| Your objective |
Count how many lines of the items below contain the word "wall", and reply with only that number.

START Working data

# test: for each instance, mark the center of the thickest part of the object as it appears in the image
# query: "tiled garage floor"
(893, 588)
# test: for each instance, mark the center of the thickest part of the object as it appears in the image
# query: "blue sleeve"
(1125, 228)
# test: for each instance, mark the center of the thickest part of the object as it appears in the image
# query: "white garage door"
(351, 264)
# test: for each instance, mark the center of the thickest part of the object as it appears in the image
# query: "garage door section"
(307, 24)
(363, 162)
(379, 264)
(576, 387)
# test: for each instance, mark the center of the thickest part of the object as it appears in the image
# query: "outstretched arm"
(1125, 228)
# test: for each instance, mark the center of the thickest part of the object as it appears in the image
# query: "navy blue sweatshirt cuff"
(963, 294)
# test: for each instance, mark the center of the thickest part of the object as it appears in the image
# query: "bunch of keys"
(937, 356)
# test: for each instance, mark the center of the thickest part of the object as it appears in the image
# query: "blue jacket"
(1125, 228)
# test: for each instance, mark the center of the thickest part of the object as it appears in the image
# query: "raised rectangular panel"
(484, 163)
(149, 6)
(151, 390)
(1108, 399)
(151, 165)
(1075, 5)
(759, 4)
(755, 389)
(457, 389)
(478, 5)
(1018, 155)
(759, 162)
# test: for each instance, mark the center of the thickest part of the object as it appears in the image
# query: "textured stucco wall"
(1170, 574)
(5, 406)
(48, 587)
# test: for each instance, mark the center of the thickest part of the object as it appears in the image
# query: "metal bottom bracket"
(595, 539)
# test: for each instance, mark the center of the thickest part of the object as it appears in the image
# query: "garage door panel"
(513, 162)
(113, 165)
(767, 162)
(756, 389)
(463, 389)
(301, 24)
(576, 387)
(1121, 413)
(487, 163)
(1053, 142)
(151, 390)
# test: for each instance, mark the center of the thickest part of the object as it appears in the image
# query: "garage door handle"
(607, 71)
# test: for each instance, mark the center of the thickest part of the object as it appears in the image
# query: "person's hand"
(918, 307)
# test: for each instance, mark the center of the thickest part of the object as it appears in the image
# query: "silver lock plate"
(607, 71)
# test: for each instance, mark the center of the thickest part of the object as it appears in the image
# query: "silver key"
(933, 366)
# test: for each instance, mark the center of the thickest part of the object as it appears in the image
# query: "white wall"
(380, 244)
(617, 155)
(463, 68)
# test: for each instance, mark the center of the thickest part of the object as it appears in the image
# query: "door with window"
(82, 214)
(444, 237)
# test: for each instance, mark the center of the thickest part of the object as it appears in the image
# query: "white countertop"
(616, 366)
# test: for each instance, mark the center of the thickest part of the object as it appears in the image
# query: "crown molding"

END Working data

| Answer to the exercise |
2